SELECTION
Composable CDPs: How do they differ from packaged solutions?

Choosing between composable vs. packaged CDP is not straightforward. Here are key considerations to know before making a decision.



“Composable CDP is not a thing. Composable architecture is,” my colleague Craig Howard previously penned in an internal missive. He explained that customer data platforms (CDPs) gained traction when organizations could not implement their own cloud-native customer data store and could purchase a commercial, off-the-shelf solution — a “packaged” CDP — that could help them realize the benefits of cloud technologies by managing their customer data. 


But things have changed more recently:



  • IT organizations have evolved and built skills around cloud technologies. 
  • Data integration needs have often surpassed the CDP capabilities. Many CDPs struggle to manage complex data structures or handle answering complex questions about the data.
  • Policies and a patchwork of global laws have introduced complexity around privacy, consent and data residency.

Brands are now creating their single customer view with cloud-native identity resolution, data integration and data storage capabilities. CDPs are adjusting to this paradigm, the data clouds and the resulting composable architectural pattern, calling themselves a “composable CDP.” 


Packaged vs. composable


A composable CDP is based on an architecture anchored on a cloud data store for customer data. In composable, the CDP becomes an orchestration platform — managing audiences and journeys and activating the customer data. 


Yet, deciding to go with composable vs. packaged CDP is not straightforward. First, if you’re shopping for either, your head is in the right place. Activating first-party data across channels is the future. If your decision is composable vs. standalone, there is much to unpack.


Convergence


In 2021, one had to choose between reverse ETL (composable) or CDP. Today, that choice is not clear-cut. Many CDPs and marketing technologies can query a database.


For example, Lytics, ActionIQ, mParticle, Blueshift and others have made strides toward connecting natively to a client data warehouse and the valuable data that lives in it. One can effectively practice composable with some CDPs previously considered packaged.


Implementation


It sounds simple — slap a reverse ETL over an existing data warehouse. Yes, “composable” may be easier to implement. Time to value is typically faster if you have the following:



  • All key data streams easily accessible in your data warehouse.
  • Identity resolution strategy worked out.
  • An engaged analytics or enterprise data team.

TO BE DONE
Render this sentence from the composable CDP article in Spanish: "Activating first-party data across channels is the future."

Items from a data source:
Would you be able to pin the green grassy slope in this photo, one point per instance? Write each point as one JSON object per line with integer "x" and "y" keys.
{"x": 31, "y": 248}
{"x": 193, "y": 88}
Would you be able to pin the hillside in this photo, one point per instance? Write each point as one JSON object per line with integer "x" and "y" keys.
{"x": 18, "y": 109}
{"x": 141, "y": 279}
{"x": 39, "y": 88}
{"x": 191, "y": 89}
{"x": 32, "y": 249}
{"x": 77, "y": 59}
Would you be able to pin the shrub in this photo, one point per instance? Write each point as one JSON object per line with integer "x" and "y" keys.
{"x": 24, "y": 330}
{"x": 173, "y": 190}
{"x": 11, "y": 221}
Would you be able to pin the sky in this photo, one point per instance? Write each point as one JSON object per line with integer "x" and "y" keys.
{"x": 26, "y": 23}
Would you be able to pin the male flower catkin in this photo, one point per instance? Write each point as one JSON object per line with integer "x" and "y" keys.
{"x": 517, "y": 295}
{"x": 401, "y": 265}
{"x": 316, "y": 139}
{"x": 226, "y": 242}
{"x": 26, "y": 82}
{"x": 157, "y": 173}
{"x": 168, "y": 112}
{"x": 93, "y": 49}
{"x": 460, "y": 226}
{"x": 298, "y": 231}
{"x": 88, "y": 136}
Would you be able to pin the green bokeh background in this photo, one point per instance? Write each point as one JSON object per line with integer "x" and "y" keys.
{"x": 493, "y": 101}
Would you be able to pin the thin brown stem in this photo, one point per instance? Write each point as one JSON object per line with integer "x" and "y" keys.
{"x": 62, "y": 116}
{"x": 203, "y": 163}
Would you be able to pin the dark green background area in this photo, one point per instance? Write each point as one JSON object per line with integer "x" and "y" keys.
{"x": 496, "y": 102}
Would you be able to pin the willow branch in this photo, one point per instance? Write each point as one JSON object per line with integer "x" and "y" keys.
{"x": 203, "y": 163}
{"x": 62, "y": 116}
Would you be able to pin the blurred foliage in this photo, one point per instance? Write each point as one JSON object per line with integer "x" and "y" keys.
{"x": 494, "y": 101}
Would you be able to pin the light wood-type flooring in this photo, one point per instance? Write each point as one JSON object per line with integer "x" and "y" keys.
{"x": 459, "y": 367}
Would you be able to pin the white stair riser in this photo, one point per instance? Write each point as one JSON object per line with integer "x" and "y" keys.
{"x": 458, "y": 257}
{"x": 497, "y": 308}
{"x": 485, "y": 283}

ANSWER BELOW
Activar los datos de origen propio en todos los canales es el futuro.